** Opening EXCERPT TO READ block **

With sewage backups, flooding, mold and pests, and frequent internet, phone and air conditioning outages, Joint Base Andrews is in desperate need of a new child care center.
Congress allocated $13 million to replace the deteriorating center, but last week the money was taken away and instead diverted to fund President Donald Trump’s border wall. The Andrews facility was one of 127 military construction projects that were cancelled or indefinitely delayed to provide $3.6 billion to 11 different border wall projects.
Sen. Ben Cardin (D-Md.) and Rep. Anthony Brown (D-Md., 4th) toured the outdated building — a 1941 medical facility — Friday afternoon and were shown the blueprint and location for the much-anticipated new center.
“The location is there, the plans are there, it’s ready to go,” Cardin said. But, without money for a replacement facility, the Air Force fears the center won’t be able to get accredited.
“The people that work at these facilities, they’re doing the most important work in the country,” Cardin said. “But they deserve to have a facility in which they can keep their children safe, and have the best opportunity for early childhood education, which is critically important to a child’s growth.”

** Closing EXCERPT TO READ block **
** Opening EXTRACTED MATERIAL block **

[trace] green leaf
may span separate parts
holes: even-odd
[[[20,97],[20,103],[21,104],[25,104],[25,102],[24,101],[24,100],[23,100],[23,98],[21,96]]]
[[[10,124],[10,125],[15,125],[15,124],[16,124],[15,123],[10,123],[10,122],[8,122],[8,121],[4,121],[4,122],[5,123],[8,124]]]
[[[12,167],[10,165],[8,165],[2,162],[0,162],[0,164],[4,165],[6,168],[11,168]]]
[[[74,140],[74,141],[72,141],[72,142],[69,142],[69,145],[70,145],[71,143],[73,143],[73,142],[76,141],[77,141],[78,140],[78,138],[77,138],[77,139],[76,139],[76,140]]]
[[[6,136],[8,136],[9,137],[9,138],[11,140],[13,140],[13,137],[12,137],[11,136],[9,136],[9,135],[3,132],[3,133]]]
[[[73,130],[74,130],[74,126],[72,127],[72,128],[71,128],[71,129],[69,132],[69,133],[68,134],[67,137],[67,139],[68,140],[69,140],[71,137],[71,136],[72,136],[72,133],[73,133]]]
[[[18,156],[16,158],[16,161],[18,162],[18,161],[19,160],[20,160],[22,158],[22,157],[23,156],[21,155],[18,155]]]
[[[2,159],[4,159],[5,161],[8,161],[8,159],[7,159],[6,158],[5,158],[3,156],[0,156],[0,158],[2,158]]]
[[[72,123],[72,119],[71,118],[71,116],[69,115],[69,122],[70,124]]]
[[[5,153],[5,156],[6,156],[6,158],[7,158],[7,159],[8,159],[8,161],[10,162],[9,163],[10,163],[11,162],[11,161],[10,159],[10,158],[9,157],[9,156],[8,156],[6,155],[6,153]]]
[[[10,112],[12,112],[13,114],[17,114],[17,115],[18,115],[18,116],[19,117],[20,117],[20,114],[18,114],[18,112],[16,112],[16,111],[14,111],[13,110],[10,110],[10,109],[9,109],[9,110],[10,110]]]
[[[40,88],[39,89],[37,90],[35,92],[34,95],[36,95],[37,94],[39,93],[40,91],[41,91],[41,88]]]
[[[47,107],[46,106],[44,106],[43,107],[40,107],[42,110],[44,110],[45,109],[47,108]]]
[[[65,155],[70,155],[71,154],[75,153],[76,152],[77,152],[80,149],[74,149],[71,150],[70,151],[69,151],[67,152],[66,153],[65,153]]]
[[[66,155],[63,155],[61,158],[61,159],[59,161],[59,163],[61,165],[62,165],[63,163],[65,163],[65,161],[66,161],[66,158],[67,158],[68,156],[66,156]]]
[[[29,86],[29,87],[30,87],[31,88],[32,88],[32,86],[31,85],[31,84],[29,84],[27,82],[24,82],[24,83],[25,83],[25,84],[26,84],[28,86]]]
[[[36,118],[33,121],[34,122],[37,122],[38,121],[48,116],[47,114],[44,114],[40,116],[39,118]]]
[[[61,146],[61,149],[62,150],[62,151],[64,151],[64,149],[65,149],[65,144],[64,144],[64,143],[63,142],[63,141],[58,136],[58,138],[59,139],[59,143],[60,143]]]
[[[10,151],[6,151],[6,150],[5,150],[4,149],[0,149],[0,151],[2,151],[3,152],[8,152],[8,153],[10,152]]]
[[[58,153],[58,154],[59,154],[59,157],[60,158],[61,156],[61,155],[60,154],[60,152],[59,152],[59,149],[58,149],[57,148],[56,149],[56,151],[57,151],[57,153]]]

** Closing EXTRACTED MATERIAL block **

**EXERCISES TO COMPLETE:**
1. In the article about the Joint Base Andrews child care center, how much money did Congress allocate to replace the center?
2. Do these statements agree with the article about the Joint Base Andrews child care center? Answer yes or no for each and quote the deciding words. (a) The building now housing the center was originally a medical facility. (b) The diverted money went to 11 different border wall projects. (c) Cardin and Brown toured the building on a Monday morning.
3. Carry on the article about the Joint Base Andrews child care center from its final sentence.
You can ignore the items.

**ANSWER SECTION:**
1. $13 million.

2.
(a) Yes: "a 1941 medical facility"
(b) Yes: "to provide $3.6 billion to 11 different border wall projects"
(c) No: "toured the outdated building — a 1941 medical facility — Friday afternoon"

3.
Military families rely on the center to take care of their kids, and when there isn’t enough room at the center, they are forced to find more expensive childcare outside of the base — the Air Force estimates each family that takes its kids to daycare off base spend an additional $9,400.
There are 200 kids currently on the wait list to get into the facility.
Sen. Chris Van Hollen (D-Md.) said on the Senate floor last week that the money being taken away from fixing “awful conditions” at the child care center would build only half a mile of the president’s border wall with Mexico.
Democrats have decried the plan, saying the president is forcing kids and military families to take a hit in order to fund a wall that the majority of the country doesn’t even want, according to a recent Gallup poll.
“Trump said Mexico is paying for the wall,” Brown said at Joint Base Andrews Friday, “but military families are paying for the wall.”
Officials at the Pentagon released a list of the projects getting slashed, which includes projects in 23 states, 19 countries and three U.S. territories. Other Maryland projects that had their funding stripped includes $37 million for a hazardous cargo pad at Joint Base Andrews and $16.5 million to fix roads and traffic congestion at Fort Meade.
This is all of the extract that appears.